> [What you have to do] Output the line that contains "Check that every instance of the blue" and every line after it to the end of the entries, with nothing added or left out.

Records from a data source
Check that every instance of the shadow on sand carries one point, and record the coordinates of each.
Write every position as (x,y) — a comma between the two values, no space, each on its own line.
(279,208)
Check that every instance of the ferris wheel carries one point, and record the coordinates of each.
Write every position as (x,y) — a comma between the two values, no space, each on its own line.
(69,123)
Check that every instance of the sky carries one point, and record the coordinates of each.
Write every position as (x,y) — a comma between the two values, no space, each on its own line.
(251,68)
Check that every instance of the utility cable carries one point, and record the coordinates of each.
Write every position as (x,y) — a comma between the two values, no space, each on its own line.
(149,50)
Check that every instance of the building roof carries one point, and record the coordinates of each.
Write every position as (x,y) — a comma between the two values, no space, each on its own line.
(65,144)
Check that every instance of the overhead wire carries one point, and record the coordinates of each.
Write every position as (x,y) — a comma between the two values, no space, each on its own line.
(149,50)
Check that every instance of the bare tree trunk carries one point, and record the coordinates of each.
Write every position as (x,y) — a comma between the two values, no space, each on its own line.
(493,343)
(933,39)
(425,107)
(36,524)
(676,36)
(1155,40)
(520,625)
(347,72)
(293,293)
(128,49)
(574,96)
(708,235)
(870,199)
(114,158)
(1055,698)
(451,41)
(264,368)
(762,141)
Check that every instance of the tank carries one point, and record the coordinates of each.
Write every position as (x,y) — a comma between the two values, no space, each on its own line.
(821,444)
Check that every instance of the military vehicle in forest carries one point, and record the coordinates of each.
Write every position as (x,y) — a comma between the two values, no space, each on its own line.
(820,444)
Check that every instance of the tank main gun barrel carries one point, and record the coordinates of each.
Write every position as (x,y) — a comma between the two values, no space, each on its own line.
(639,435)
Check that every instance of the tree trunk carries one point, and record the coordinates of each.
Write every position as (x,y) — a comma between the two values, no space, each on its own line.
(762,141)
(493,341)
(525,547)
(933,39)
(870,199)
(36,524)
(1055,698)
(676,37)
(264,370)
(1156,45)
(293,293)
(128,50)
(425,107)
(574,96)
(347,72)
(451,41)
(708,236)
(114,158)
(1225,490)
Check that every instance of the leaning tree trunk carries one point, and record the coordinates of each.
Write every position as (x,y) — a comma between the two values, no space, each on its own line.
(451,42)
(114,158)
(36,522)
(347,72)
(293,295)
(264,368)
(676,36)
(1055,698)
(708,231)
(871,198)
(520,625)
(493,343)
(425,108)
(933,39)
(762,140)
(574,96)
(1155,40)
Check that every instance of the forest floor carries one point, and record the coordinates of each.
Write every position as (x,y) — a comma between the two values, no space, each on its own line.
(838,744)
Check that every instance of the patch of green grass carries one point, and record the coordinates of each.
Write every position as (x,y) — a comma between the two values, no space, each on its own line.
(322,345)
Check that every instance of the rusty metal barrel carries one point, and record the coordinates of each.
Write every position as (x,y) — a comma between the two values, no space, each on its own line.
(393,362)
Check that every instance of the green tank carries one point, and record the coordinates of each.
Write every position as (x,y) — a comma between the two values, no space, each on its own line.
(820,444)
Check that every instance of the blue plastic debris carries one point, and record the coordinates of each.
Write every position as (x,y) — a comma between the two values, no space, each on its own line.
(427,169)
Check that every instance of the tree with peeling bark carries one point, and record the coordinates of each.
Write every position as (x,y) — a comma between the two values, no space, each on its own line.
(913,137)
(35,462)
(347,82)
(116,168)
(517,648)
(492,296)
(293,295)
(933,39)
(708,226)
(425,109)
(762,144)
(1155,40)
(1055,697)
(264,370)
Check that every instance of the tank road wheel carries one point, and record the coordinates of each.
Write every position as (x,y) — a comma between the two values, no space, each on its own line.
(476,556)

> [Response to the exercise]
Check that every instance of the blue plastic debris carries one point, and record the coordinates of each.
Write every position as (x,y) — a comma between the two values, no space, each on its own line.
(427,169)
Check that every instance of the tree with peeling bark carries one point, and record the coordinates of each.
Write every position as (x,y) — a comma between the two values, no space, each on its own line.
(913,137)
(35,462)
(347,82)
(116,168)
(517,648)
(492,296)
(293,295)
(933,39)
(708,226)
(425,109)
(762,144)
(1155,40)
(1055,697)
(264,370)
Check that every instance of the tank road wheel carries one point, and record the coordinates of each.
Write every position as (x,y) — a comma between the two values, no space, each on its own line.
(476,556)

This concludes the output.